* [Your tasks]:
A) From the text about the coffee trip, extract the passage starting at "Another tough question!" and ending at "quality in coffee.".
B) In the text about the coffee trip, list every kind of participant named in the sentence that begins "There were roasters".

On the tour, our days were so full, I would have to write another twenty pages to describe them all. We had daily lectures, visits to an incredibly wide variety of locations, and a lot of cuppings.
My days at FAF were a little less structured, but no less full. Every day started at dawn, with an hour of yoga (Silvia Barreto, who owns the farm, is very enthusiastic about yoga, and encourages everyone to join her). After that came breakfast, with some of the best food I have ever eaten. The family grows all their own vegetables, and makes their own cheese and yoghurt from the cows they raise. Since one of their sons, Felipe, is a roaster, the coffee (which comes from the farm) is pretty much as fresh and local as it gets. Although they do grow coffee, their main cash crop is bananas, and their farm is incredibly diverse, so every morning in addition to bread, cereal and yoghurt, there was an entire table covered with fruit, some of which I didn’t even know existed.
Some days I would help with cleaning, sorting, roasting, cupping and evaluating coffee samples from farms in the region. Some days I would help in the kitchen, baking or jam-making. There’s always work that needs doing on a farm, and there’s always a lot to learn.
How many people were on the trip and where were they from?
There were ten of us, plus Emma Bladyka, the SCAA Science Manager who organised the tour, and Thiago Trovo from BSCA. There were roasters, baristas, trainers, q- graders, business owners and even a coffee producer from Colombia. It was an awesome group, and Iʼm still in touch with most of them – it was great to bond with people over a shared love of coffee.
What was the best thing about the trip?
Another tough question! The best part of the Science Tour was the day we spent at UFLA, with Dr. Flávio de Meira Borém, the worldʼs leading expert in coffee research. I felt honored to be able to spend the day learning about his research. Although most of his studies are still in their infancy, I believe his research into gene expression, and the environmental and genetic causes of particular flavors, will eventually lead to some incredible breakthroughs in the production of quality in coffee.

* [Source material]:
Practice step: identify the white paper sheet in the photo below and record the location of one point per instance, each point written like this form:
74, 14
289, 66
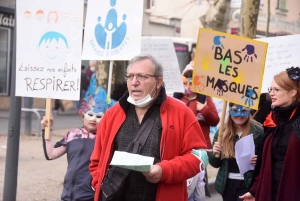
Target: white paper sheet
244, 150
131, 161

* [Solved tasks]:
A)
Another tough question! The best part of the Science Tour was the day we spent at UFLA, with Dr. Flávio de Meira Borém, the worldʼs leading expert in coffee research. I felt honored to be able to spend the day learning about his research. Although most of his studies are still in their infancy, I believe his research into gene expression, and the environmental and genetic causes of particular flavors, will eventually lead to some incredible breakthroughs in the production of quality in coffee.

B)
- Roasters
- Baristas
- Trainers
- Q-graders
- Business owners
- A coffee producer from Colombia